# Material shown:
════

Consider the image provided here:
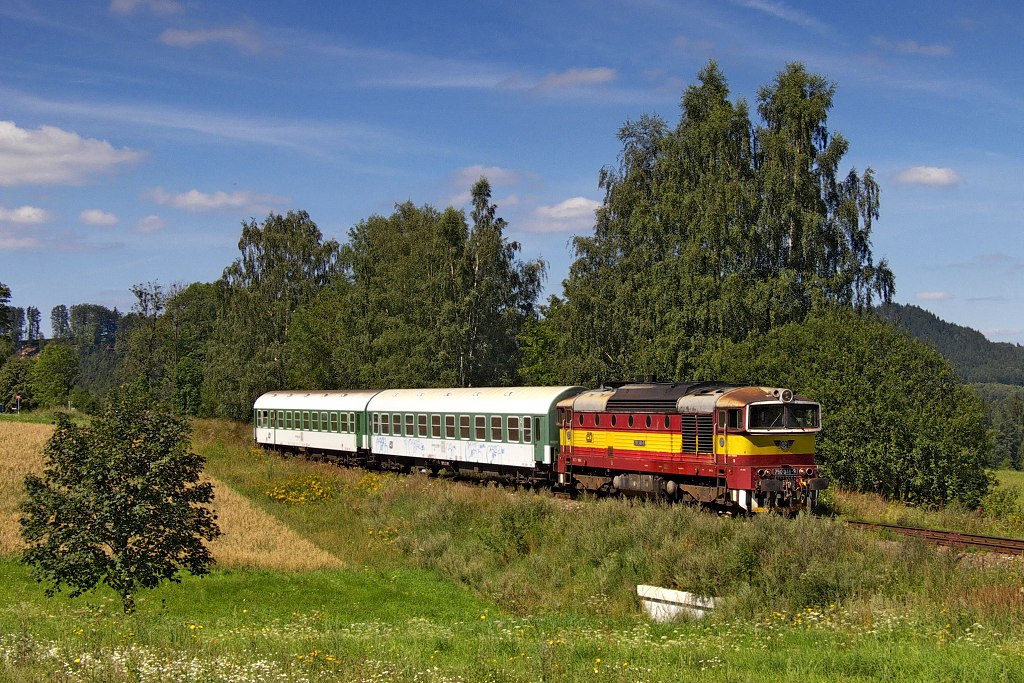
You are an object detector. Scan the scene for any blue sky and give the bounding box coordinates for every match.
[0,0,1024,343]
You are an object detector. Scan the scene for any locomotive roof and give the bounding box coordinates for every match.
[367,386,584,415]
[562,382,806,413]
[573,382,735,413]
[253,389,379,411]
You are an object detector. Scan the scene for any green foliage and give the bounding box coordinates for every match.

════

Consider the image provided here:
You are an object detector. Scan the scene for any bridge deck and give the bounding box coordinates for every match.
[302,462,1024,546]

════

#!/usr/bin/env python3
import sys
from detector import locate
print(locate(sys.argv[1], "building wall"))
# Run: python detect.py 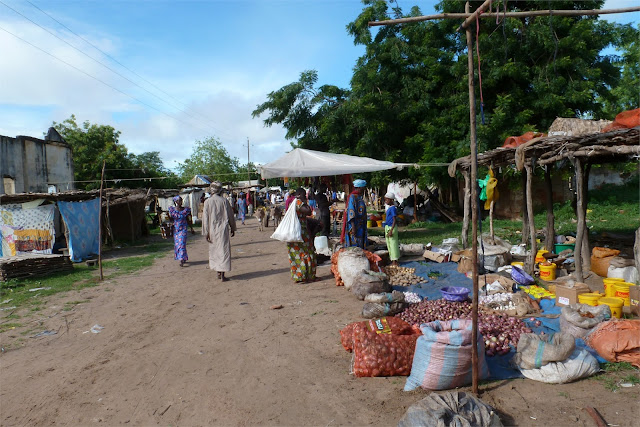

════

# Task prompt:
Copy out the rows from the line with "#!/usr/bin/env python3" up to and including the line with "# Run: python detect.py", leaving out any pictures.

# Solved problem:
#!/usr/bin/env python3
import sys
from detector import locate
print(locate(sys.argv[1], "building wall"))
# Run: python detect.py 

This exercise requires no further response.